Art. 76.  A competência será determinada pela conexão:

I - se, ocorrendo duas ou mais infrações, houverem sido praticadas, ao mesmo tempo, por várias pessoas reunidas, ou por várias pessoas em concurso, embora diverso o tempo e o lugar, ou por várias pessoas, umas contra as outras;

II - se, no mesmo caso, houverem sido umas praticadas para facilitar ou ocultar as outras, ou para conseguir impunidade ou vantagem em relação a qualquer delas;

III - quando a prova de uma infração ou de qualquer de suas circunstâncias elementares influir na prova de outra infração.

 

O Ministro ressaltou, ainda, que, “não bastasse a existência de coautoria em delitos multitudinários, há, ainda, conexão probatória com outros dois inquéritos que tramitam no âmbito do SUPREMO TRIBUNAL FEDERAL, que investigam condutas atentatórias à própria CORTE, o Inq 4.781, das “Fake News” e a prática de diversas infrações criminais por milícias digitais atentatórias ao Estado Democrático de Direito, investigada no Inq 4.874, cujos diversos investigados possuem prerrogativa de foro”.

 

Da alegada suspeição dos Ministros

A exceção de suspeição apresentada pela defesa não foi conhecida por dois fundamentos:

1) foi apresentada de forma intempestiva;

2) não foram expostas razões objetivas que indicassem violação da imparcialidade do órgão julgador.

 

Da alegação de inépcia da denúncia

O STF também rejeitou essa argumentação.

O relator argumentou que, conforme decisão proferida por ocasião do recebimento da denúncia, a peça acusatória permitiu ao denunciado a total compreensão das imputações contra ele formuladas e, por conseguinte, garantiu o pleno exercício do contraditório e da ampla defesa.

Ressaltou, ademais, que não se exigiriam outros requisitos por se tratar dos denominados “crimes multitudinários”.

 

Da autoria no contexto de crimes multitudinários

Conforme já exposto, o STF considerou que os crimes praticados podem ser classificados como multitudinários.

________________________

■ **SUAS TAREFAS**:
(A) No texto sobre a decisão do STF, substitua "denúncia" por "acusação" e reescreva o trecho que começa em "Da alegação de" e segue até "da ampla defesa.".
(B) Escreva a continuação do texto sobre a decisão do STF logo após a sua última frase.

■ **MATERIAL DE ORIGEM**:
________________________

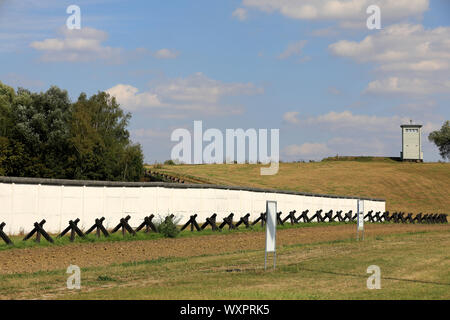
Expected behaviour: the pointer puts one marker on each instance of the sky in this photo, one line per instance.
(310, 68)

________________________

■ **RESPOSTAS FINAIS**:
(A)
Da alegação de inépcia da acusação

O STF também rejeitou essa argumentação.

O relator argumentou que, conforme decisão proferida por ocasião do recebimento da acusação, a peça acusatória permitiu ao denunciado a total compreensão das imputações contra ele formuladas e, por conseguinte, garantiu o pleno exercício do contraditório e da ampla defesa.

(B)
A doutrina e a jurisprudência do STF orientam que, nos crimes multitudinários, ou de autoria coletiva, a denúncia pode narrar genericamente a participação de cada agente, cuja conduta específica é apurada no curso do processo desde que se permita o exercício do direito de defesa.

Assim, em se tratando de crimes multitudinários, não há vício na sentença condenatória mesmo que não se descreva a conduta individualizada de cada participante do grupo criminoso.

Embora não seja possível precisar o momento exato em que houve a adesão subjetiva, ou a associação, para a prática de crimes, é certo que ela se deu anteriormente ao dia 08/01/2023.

O encadeamento das ações pode ser assim demonstrado:

Instigação de um movimento contra os poderes constituídos e o novo Governo eleito -> arregimentação de pessoas dispostas à tomada violenta do poder -> deslocamento físico da turba antidemocrática à Capital Federal -> omissão de agentes públicos responsáveis por garantir a segurança dos locais onde ocorreram os crimes -> início da execução do plano delitivo -> consumação

 

O Ministro prosseguiu afirmando que, já no dia 15/11/2022, era visível a aglomeração de pessoas em frente ao Quartel do Exército, sendo que, a partir da diplomação dos eleitos, em 12/12/2022, verificou-se a escalada violenta dos protestos, com bloqueio de vias públicas e atos de extrema violência.

Em 24/12/2022, foi localizado um artefato explosivo junto a um caminhão tanque, sendo os autores identificados e presos, bem como declarado que o planejamento do crime ocorreu no acampamento do Quartel do Exército.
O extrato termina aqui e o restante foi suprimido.